[Excerpts from location labeling data]
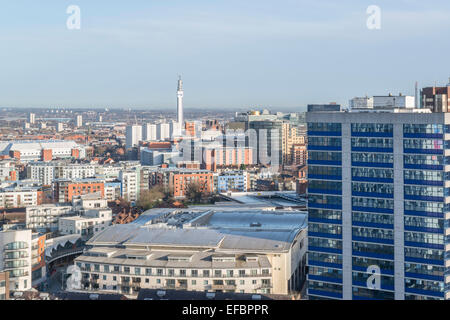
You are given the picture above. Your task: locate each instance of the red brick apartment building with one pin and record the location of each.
(65, 190)
(178, 182)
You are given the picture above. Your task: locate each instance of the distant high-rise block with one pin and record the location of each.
(437, 99)
(377, 204)
(79, 121)
(32, 118)
(133, 136)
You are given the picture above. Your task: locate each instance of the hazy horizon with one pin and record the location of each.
(232, 54)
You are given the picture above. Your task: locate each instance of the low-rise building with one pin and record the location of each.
(45, 217)
(15, 257)
(216, 249)
(16, 196)
(65, 189)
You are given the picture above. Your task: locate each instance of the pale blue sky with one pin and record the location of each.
(231, 53)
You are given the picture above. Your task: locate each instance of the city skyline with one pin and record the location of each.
(231, 55)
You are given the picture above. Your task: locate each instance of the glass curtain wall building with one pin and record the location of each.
(378, 197)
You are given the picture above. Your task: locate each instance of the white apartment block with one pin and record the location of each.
(163, 131)
(149, 132)
(8, 171)
(130, 184)
(46, 216)
(19, 197)
(75, 171)
(44, 172)
(15, 257)
(133, 136)
(92, 222)
(79, 121)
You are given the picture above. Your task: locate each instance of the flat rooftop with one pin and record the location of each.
(220, 228)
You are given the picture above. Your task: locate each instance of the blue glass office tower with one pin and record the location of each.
(378, 195)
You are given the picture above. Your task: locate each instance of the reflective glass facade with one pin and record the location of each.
(378, 197)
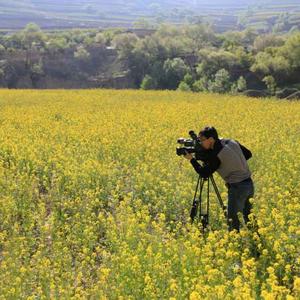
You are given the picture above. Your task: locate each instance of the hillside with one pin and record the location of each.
(224, 14)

▶ [PROBLEM]: Reproduce the material above word for word, omitting the pictures.

▶ [WRITTEN REPLY]:
You are given the picture above. Your task: locate each instance of the red brick apartment building with one pin and record the location of each.
(65, 190)
(178, 182)
You are given the picture above. Your task: locate each instance of the distant high-rise block with one pin and record the location of each.
(437, 99)
(377, 204)
(79, 121)
(32, 118)
(133, 136)
You are given the picture above. Your task: locate each instance of the hazy horizon with one pin and record the location of each.
(232, 54)
You are given the picture above. Your task: locate each instance of the low-rise building with one pin and record the location of each.
(45, 217)
(15, 257)
(216, 249)
(16, 196)
(65, 189)
You are given the picture above. Your task: locate each instance of the pale blue sky with one pin and record the location of each.
(231, 53)
You are given the picture above. Your task: locate each instance of the city skyline with one pin and record the location of each.
(231, 55)
You are given the picture above. Your task: locate each instance of the glass curtain wall building with one pin and record the location of each.
(378, 197)
You are given the picture above. Your task: locate each instance of the white apartment block with one pin and record the location of each.
(163, 131)
(149, 132)
(8, 171)
(130, 184)
(46, 216)
(19, 197)
(75, 171)
(44, 172)
(15, 257)
(133, 136)
(92, 222)
(79, 121)
You are given the picture above. Your task: locate each instance of the flat rooftop with one pin and record the location of each.
(220, 228)
You are given the picture above. Your task: locate each instance of the blue glass office tower with one pin and record the location of each.
(378, 195)
You are given the picture above. Your task: locate each instance of the reflective glass facade with one pin and record the location of each.
(378, 197)
You are given the picture above. Your task: locate each instance of the hillside with one pin and record the location of each.
(224, 14)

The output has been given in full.